Start of Data provided
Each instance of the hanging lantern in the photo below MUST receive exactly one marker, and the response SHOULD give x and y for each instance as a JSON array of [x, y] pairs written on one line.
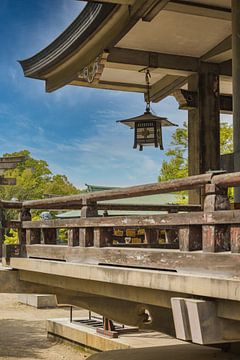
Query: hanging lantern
[[147, 127]]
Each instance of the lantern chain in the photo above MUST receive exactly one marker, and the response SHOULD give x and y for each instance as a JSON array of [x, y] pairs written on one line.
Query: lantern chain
[[147, 79]]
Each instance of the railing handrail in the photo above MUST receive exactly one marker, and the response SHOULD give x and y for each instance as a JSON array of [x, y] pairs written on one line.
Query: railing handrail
[[161, 221], [175, 185]]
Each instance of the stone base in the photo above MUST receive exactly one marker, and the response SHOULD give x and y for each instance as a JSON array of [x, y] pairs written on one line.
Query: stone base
[[39, 301], [88, 338]]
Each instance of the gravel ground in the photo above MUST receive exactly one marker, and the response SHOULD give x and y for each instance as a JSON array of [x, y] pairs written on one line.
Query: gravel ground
[[23, 334]]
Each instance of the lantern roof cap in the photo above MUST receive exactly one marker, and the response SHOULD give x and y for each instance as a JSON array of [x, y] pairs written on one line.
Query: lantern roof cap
[[147, 116]]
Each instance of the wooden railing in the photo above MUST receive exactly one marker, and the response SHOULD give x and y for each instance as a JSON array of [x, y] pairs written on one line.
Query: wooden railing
[[210, 227]]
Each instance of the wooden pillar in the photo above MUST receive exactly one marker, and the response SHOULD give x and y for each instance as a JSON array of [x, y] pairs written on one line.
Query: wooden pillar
[[204, 125], [25, 215], [33, 236], [2, 230], [49, 236], [102, 237], [216, 238], [236, 88], [86, 235], [73, 237], [190, 238]]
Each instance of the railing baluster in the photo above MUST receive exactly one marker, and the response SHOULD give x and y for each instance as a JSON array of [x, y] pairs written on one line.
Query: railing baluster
[[73, 237], [190, 238], [215, 237]]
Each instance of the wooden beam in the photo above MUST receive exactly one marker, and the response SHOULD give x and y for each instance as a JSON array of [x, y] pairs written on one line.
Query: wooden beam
[[119, 2], [188, 100], [213, 263], [199, 9], [173, 64], [184, 64], [122, 193], [165, 87], [154, 9], [163, 221], [220, 51], [110, 85]]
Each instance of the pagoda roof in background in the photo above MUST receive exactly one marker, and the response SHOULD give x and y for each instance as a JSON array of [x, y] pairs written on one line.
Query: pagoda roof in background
[[111, 42]]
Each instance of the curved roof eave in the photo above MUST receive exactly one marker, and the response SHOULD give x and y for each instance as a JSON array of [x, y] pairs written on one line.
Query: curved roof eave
[[69, 41], [90, 33]]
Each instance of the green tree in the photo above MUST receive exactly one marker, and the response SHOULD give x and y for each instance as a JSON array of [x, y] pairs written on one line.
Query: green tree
[[177, 165], [34, 180]]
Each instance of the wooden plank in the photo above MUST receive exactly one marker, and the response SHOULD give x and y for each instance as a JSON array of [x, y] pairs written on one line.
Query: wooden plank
[[7, 165], [235, 238], [7, 181], [166, 86], [223, 49], [10, 204], [154, 10], [122, 193], [190, 238], [165, 221], [33, 236], [225, 263], [102, 237], [73, 237], [184, 64], [148, 207], [86, 237], [215, 12], [227, 180], [10, 159]]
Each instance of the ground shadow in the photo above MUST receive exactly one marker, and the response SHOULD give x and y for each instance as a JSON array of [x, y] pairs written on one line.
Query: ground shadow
[[20, 339]]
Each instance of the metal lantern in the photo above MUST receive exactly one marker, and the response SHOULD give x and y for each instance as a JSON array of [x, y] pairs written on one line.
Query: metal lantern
[[147, 127]]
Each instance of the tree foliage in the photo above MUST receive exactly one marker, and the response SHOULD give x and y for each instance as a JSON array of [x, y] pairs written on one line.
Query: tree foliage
[[177, 165], [34, 180]]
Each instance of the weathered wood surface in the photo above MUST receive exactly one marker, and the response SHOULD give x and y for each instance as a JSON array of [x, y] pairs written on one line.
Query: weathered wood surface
[[7, 181], [10, 159], [149, 207], [225, 180], [173, 260], [122, 193], [161, 221], [10, 204]]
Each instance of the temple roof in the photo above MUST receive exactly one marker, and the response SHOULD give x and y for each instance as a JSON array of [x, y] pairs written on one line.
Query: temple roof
[[111, 42]]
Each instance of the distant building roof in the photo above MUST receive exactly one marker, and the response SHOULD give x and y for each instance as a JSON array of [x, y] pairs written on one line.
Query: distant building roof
[[158, 199]]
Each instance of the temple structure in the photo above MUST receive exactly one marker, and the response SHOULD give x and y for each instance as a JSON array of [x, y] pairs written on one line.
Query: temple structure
[[187, 283], [190, 47]]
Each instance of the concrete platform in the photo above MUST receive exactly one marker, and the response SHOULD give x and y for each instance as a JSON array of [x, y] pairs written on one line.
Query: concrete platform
[[178, 352], [40, 301], [88, 337], [154, 345]]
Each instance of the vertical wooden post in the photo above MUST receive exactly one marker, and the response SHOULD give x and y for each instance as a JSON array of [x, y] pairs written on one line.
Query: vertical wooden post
[[86, 235], [102, 237], [73, 237], [204, 125], [190, 238], [49, 236], [2, 230], [33, 236], [25, 215], [236, 89], [216, 238]]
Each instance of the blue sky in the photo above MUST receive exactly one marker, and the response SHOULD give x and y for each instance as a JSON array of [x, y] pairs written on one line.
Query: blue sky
[[74, 129]]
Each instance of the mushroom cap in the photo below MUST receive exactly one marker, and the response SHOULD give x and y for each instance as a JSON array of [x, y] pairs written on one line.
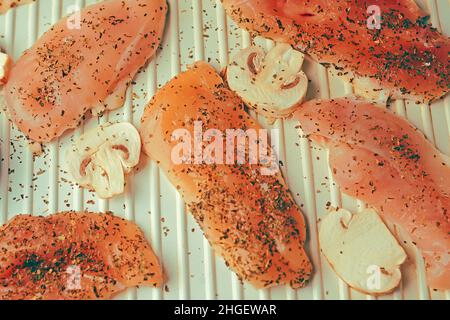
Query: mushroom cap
End of Data provided
# What the task requires
Pick out each line in the material containing "mushroom".

# Answer below
Each instance of the mushroom cap in the photo below MUST receive exactly one marker, and the response SHOULD give x and y for each instance as a JSON array of [x, y] pairs written on one line.
Query: mushroom cap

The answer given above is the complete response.